── Texte source ──

Father John Misty ✖︎ Pure Comedy

Father John Misty sort d’un carton plein. Fini le statut d’ex-batteur des Fleet Foxes, maintenant on parle du beau gosse dégingandé ayant un avis sur tout, toujours une reprise ou un happening dans la manche. Entre concerts sold-outs, articles relatant le moindre de ses gestes au cours des deux dernières années, il ne laisse pas reposer le buzz et envoie donc Pure Comedy. Annoncé fin janvier, il a accumulé un essai, un making-of de 27 minutes et 3 extraits dès la première semaine. Un album présenté comme plus humain avec une production dépouillée et des textes portés sur la vie en général plutôt que sur la sienne.

Pince sans rires

 

Si le sarcasme et l’humour à froid semble être absents aux premiers contacts, le disque en est toujours pétri et devient encore plus insidieux. Dans un emballage rappelant John Lennon, George Harrison ,voire le Elton John des seventies avec un piano plus présent et une clarté frappante, liée à l’absence des cuivres qui peuplaient par exemple I Love You, Honeybear. S’étalant sur plus de 75 minutes, il est difficile d’avoir un avis unanime sur le disque.

───

Consigne 1 -> Indiquez si chacune des affirmations suivantes concorde avec la critique de Pure Comedy, en répondant par oui ou par non et en citant mot pour mot le passage décisif : (a) l’album a été annoncé fin janvier ; (b) le making-of dure 27 minutes ; (c) l’album dure moins d’une heure.
Consigne 2 -> Réécrivez le passage de la critique de Pure Comedy qui s’ouvre sur les mots contenant « Father John Misty ✖︎ » et se termine par « sur la sienne. », en remplaçant « Father John Misty » par « FJM ».
Consigne 3 -> Traduisez en anglais cette phrase de la critique de Pure Comedy : « Un album présenté comme plus humain avec une production dépouillée et des textes portés sur la vie en général plutôt que sur la sienne. »
Les données ne servent à rien ici.

── Extrait de données ──

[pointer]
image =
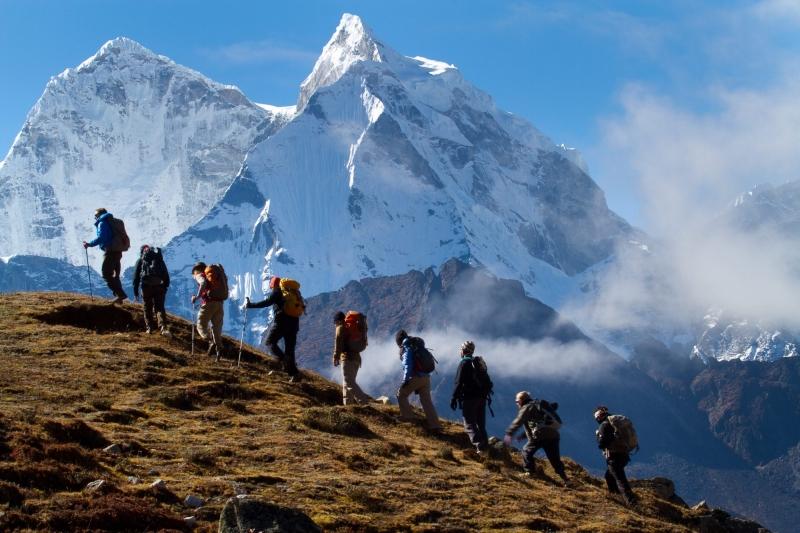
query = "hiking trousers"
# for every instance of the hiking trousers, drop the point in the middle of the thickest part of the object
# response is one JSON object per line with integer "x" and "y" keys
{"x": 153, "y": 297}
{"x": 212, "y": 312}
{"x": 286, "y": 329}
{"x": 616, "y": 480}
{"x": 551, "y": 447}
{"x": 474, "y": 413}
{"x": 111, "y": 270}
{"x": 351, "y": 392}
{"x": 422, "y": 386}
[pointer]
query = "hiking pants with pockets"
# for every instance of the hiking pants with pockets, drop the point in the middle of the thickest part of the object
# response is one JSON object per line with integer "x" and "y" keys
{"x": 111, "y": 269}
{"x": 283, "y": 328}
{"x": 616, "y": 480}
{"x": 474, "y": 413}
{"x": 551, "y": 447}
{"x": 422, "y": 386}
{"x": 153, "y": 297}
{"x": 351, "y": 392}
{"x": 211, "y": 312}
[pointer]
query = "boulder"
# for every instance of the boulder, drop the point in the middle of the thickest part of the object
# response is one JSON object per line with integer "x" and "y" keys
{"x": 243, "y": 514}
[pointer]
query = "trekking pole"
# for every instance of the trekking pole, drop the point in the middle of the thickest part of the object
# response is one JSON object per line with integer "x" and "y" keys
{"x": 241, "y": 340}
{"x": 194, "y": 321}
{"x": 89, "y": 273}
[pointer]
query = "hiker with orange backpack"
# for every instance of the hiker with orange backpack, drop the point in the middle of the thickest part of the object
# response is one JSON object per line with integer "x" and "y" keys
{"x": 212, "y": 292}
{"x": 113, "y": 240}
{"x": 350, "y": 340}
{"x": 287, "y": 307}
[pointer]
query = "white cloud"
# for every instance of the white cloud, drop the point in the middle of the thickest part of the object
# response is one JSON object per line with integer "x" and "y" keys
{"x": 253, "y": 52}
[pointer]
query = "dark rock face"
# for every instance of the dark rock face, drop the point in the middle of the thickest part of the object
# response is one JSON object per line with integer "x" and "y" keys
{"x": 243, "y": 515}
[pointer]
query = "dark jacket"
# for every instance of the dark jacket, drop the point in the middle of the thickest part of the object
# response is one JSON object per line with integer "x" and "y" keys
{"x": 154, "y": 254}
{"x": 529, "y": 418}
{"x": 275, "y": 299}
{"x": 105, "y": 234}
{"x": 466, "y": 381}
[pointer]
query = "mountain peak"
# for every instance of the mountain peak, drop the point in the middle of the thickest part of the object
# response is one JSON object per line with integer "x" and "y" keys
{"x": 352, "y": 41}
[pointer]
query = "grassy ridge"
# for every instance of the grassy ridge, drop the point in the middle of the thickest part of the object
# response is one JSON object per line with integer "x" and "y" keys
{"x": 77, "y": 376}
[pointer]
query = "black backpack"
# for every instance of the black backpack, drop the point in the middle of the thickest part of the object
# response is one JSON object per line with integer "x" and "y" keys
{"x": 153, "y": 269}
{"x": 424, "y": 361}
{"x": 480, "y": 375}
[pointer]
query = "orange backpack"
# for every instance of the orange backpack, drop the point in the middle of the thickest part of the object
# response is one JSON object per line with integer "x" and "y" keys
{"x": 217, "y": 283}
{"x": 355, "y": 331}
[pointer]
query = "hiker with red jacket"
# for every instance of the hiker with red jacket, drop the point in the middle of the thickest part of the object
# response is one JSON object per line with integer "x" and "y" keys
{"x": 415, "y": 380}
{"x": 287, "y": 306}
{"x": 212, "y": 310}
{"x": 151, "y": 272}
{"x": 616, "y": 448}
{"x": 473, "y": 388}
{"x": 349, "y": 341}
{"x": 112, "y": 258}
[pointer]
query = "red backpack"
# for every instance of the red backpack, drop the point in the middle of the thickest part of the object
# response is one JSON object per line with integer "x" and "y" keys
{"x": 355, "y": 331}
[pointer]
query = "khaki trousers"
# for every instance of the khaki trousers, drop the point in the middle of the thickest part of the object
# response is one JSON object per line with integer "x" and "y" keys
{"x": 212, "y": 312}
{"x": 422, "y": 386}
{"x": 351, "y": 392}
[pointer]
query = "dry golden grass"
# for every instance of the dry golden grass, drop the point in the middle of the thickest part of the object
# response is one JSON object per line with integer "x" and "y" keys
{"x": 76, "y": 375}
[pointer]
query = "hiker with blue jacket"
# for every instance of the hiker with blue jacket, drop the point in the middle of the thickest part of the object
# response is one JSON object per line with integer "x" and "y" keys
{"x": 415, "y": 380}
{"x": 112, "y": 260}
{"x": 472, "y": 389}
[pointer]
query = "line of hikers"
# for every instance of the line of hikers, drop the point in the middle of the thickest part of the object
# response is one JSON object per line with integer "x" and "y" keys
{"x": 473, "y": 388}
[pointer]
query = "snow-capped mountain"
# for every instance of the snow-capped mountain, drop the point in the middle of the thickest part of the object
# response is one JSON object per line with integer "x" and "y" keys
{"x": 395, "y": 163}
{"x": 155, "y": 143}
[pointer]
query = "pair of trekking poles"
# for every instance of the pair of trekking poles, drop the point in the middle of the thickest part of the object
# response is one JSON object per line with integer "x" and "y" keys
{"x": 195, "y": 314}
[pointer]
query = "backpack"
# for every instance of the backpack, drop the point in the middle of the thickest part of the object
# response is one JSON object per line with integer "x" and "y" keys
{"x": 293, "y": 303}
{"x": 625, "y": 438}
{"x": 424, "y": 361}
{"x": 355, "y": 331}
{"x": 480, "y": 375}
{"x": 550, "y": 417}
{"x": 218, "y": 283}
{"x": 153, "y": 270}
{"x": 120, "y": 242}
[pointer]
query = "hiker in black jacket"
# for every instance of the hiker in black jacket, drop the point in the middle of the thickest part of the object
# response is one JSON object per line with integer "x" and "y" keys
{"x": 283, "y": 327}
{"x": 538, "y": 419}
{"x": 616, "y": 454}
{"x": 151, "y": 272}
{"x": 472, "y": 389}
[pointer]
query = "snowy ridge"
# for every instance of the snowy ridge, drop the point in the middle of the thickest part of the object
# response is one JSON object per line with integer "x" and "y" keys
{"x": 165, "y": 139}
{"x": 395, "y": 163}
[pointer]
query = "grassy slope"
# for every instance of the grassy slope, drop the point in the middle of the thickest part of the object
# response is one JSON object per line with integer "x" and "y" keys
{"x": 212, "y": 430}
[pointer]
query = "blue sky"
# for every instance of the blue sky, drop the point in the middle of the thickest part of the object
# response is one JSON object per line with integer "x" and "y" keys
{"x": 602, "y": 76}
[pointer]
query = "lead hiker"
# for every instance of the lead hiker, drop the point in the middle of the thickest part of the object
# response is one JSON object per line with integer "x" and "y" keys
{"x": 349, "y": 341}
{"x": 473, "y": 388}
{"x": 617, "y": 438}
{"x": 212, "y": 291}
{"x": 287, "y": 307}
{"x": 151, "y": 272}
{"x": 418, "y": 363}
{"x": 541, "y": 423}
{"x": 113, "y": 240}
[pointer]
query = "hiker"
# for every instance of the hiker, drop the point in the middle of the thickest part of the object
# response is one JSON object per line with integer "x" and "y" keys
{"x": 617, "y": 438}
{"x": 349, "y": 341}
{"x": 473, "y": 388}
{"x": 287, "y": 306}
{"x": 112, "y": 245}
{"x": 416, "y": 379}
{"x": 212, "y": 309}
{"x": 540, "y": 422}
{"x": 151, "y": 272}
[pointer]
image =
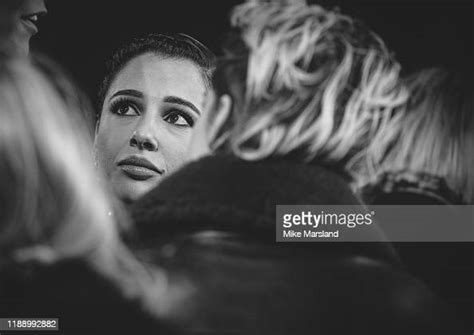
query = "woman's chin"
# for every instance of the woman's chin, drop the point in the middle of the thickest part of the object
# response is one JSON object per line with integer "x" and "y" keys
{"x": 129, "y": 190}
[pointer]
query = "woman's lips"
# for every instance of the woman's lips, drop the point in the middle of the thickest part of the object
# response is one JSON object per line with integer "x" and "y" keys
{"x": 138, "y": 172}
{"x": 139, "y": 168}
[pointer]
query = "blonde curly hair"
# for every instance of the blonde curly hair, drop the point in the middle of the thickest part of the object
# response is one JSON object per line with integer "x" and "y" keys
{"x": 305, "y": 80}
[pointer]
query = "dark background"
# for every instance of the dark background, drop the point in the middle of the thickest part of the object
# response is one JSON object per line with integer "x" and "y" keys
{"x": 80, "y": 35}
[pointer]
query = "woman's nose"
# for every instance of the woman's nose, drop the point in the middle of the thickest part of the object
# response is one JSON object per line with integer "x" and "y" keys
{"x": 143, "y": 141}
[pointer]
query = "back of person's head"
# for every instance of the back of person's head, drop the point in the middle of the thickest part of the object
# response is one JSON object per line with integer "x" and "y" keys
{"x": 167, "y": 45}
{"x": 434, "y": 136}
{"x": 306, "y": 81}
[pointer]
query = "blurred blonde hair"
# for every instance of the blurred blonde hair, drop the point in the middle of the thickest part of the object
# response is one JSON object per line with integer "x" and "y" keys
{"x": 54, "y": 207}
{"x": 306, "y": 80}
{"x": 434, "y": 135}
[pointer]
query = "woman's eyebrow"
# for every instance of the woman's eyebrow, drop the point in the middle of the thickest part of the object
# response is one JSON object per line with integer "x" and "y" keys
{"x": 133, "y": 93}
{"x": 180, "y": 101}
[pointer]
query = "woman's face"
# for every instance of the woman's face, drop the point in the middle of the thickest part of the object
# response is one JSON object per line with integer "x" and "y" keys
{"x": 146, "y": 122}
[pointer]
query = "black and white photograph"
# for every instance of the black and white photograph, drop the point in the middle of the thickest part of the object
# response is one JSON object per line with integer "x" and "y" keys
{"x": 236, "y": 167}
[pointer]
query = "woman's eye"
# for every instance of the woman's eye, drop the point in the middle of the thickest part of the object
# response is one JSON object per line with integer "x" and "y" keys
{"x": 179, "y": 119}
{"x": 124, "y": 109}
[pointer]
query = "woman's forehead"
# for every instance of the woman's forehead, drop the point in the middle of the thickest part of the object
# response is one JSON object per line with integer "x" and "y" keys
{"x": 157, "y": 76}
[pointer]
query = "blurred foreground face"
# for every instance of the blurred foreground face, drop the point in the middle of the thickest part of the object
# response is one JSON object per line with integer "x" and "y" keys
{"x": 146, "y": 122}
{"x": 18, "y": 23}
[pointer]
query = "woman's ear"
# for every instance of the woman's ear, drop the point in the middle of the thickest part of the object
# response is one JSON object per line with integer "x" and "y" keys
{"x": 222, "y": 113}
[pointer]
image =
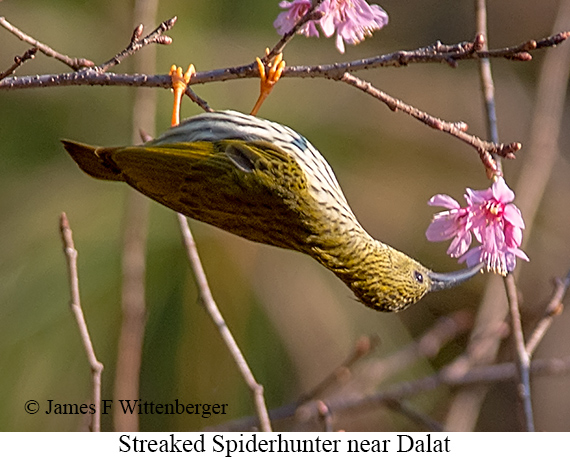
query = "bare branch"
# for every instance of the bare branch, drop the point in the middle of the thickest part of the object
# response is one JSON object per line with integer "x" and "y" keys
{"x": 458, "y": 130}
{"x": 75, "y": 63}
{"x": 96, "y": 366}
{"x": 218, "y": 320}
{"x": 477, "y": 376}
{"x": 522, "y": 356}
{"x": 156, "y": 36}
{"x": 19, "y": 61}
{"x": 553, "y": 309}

───
── Extrait de données ──

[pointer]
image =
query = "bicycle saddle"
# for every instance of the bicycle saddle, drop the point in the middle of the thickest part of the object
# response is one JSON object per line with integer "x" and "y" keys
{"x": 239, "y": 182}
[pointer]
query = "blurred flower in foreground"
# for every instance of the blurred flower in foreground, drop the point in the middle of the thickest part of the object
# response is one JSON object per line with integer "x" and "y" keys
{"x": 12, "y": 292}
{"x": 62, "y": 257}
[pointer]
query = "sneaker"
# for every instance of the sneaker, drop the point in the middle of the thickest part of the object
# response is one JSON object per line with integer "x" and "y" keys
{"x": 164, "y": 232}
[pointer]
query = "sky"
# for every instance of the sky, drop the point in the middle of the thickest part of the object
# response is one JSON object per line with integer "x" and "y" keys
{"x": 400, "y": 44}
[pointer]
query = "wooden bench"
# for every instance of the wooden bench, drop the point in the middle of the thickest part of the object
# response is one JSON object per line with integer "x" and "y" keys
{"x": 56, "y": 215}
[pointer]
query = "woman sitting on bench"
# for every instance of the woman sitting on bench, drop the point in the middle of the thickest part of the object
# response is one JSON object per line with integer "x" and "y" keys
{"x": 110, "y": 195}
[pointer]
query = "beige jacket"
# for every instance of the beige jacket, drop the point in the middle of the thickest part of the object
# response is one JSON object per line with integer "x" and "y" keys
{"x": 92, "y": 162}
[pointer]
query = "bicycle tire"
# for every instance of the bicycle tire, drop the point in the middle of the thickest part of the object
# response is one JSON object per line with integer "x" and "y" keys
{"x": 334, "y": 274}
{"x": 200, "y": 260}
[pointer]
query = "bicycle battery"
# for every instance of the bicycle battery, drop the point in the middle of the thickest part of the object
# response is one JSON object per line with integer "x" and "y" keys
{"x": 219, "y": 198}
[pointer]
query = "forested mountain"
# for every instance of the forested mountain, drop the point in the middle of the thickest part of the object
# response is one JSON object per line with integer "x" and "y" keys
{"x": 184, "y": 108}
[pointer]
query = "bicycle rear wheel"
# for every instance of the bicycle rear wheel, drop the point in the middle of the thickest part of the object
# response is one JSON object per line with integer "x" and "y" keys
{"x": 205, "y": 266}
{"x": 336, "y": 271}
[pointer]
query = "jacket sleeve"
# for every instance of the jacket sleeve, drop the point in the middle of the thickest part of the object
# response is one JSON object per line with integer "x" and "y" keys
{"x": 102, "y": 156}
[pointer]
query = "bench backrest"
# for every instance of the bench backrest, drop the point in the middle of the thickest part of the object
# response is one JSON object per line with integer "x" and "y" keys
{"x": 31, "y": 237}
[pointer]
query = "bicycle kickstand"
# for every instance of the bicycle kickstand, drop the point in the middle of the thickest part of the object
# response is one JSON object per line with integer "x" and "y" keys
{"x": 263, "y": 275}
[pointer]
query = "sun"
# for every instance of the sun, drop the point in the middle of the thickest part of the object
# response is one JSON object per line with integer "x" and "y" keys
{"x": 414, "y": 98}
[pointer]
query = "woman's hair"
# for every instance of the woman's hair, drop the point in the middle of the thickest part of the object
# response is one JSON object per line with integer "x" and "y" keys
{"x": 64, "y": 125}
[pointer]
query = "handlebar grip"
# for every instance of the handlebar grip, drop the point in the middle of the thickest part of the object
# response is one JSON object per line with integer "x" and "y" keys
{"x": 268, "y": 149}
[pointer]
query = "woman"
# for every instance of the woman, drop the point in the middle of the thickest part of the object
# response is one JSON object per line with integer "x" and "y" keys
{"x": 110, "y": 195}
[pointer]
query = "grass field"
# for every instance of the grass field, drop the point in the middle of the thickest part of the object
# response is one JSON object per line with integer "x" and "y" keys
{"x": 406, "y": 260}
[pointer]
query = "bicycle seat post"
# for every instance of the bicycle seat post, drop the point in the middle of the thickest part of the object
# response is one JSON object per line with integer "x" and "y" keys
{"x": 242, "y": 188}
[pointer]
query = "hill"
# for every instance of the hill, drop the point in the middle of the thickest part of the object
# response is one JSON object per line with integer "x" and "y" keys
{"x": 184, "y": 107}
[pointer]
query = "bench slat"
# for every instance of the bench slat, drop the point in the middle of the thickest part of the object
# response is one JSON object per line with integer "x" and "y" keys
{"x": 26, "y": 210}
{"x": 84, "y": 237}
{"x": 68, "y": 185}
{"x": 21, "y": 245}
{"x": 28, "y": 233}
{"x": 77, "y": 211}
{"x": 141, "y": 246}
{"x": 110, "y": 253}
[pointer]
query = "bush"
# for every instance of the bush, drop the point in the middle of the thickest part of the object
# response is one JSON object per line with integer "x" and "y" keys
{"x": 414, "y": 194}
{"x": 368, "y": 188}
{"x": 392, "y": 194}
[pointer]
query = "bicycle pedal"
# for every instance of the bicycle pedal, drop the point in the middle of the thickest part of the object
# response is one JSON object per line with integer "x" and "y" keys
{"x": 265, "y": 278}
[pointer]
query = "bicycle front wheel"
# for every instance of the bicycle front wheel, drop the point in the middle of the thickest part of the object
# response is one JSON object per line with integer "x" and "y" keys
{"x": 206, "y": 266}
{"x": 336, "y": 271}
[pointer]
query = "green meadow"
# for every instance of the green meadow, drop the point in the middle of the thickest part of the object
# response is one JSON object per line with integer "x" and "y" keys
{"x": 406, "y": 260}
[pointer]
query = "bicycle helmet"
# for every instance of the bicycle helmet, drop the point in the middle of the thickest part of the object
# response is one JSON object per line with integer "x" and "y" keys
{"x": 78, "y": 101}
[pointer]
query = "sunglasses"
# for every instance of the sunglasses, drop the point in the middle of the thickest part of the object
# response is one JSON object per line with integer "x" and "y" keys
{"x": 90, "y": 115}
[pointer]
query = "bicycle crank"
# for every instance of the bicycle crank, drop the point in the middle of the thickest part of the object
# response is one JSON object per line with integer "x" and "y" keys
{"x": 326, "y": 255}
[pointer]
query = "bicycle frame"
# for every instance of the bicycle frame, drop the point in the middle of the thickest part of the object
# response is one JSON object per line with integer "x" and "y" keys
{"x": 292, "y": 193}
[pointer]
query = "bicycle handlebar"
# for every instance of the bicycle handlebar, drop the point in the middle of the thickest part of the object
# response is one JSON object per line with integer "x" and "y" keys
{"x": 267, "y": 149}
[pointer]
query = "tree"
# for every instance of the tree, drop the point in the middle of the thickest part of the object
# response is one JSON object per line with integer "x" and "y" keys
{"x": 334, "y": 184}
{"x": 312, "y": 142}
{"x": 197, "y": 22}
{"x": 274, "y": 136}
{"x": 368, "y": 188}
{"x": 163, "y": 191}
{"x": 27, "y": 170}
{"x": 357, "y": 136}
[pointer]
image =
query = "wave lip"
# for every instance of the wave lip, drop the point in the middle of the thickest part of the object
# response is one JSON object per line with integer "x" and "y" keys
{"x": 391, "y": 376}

───
── Extrait de données ──

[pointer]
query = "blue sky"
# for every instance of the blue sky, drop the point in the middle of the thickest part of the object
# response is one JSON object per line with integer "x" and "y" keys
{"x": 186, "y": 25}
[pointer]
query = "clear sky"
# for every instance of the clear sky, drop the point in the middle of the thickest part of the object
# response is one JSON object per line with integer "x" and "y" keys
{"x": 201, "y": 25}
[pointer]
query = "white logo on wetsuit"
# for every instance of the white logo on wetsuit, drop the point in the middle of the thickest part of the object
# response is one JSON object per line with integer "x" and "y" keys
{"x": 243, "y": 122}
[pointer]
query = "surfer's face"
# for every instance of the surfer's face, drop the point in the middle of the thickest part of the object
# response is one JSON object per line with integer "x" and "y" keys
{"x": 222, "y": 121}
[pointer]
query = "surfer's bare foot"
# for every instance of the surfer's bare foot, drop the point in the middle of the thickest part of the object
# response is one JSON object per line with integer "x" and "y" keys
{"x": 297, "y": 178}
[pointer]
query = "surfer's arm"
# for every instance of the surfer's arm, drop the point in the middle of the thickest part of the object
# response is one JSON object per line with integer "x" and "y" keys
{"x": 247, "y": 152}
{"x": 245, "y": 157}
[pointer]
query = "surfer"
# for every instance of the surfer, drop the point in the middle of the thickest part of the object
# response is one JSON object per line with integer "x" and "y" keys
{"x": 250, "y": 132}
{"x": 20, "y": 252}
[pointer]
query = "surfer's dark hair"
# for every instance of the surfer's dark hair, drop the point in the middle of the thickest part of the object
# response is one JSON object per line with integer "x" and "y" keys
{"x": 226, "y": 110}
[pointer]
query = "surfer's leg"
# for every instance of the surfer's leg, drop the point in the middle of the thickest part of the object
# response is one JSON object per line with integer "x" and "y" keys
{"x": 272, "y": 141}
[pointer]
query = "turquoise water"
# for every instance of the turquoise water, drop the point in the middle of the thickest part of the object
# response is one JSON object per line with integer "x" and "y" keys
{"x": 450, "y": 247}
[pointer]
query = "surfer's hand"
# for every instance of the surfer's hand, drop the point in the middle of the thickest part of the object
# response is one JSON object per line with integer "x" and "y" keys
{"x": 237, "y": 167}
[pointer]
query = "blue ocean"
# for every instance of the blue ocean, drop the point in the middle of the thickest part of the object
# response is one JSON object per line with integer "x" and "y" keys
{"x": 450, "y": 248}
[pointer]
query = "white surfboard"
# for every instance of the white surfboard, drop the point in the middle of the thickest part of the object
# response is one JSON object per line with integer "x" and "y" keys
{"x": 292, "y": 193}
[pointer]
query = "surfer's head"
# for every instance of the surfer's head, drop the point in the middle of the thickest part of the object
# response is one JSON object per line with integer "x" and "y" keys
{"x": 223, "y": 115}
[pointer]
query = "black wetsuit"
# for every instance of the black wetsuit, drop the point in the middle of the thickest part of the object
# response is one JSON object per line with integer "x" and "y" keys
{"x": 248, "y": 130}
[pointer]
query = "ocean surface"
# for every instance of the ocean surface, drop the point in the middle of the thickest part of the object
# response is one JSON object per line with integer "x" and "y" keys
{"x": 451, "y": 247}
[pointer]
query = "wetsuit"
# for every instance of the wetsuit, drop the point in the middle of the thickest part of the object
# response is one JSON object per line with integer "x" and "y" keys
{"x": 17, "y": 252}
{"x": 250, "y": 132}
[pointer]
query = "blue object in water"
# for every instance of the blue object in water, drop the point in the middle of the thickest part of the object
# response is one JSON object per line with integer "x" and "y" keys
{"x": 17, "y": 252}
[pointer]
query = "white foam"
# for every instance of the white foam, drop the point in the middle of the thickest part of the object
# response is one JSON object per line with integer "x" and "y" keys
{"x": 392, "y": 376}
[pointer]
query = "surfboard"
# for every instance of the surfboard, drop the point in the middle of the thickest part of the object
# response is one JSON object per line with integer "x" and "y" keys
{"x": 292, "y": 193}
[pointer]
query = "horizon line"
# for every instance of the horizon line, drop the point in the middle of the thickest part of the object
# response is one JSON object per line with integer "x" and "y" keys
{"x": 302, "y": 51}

───

Résultat attendu 1 ->
(a) Oui : « Annoncé fin janvier ».
(b) Oui : « un making-of de 27 minutes ».
(c) Non : « S’étalant sur plus de 75 minutes ».

Résultat attendu 2 ->
FJM ✖︎ Pure Comedy

FJM sort d’un carton plein. Fini le statut d’ex-batteur des Fleet Foxes, maintenant on parle du beau gosse dégingandé ayant un avis sur tout, toujours une reprise ou un happening dans la manche. Entre concerts sold-outs, articles relatant le moindre de ses gestes au cours des deux dernières années, il ne laisse pas reposer le buzz et envoie donc Pure Comedy. Annoncé fin janvier, il a accumulé un essai, un making-of de 27 minutes et 3 extraits dès la première semaine. Un album présenté comme plus humain avec une production dépouillée et des textes portés sur la vie en général plutôt que sur la sienne.

Résultat attendu 3 -> An album presented as more human, with stripped-down production and lyrics focused on life in general rather than on his own.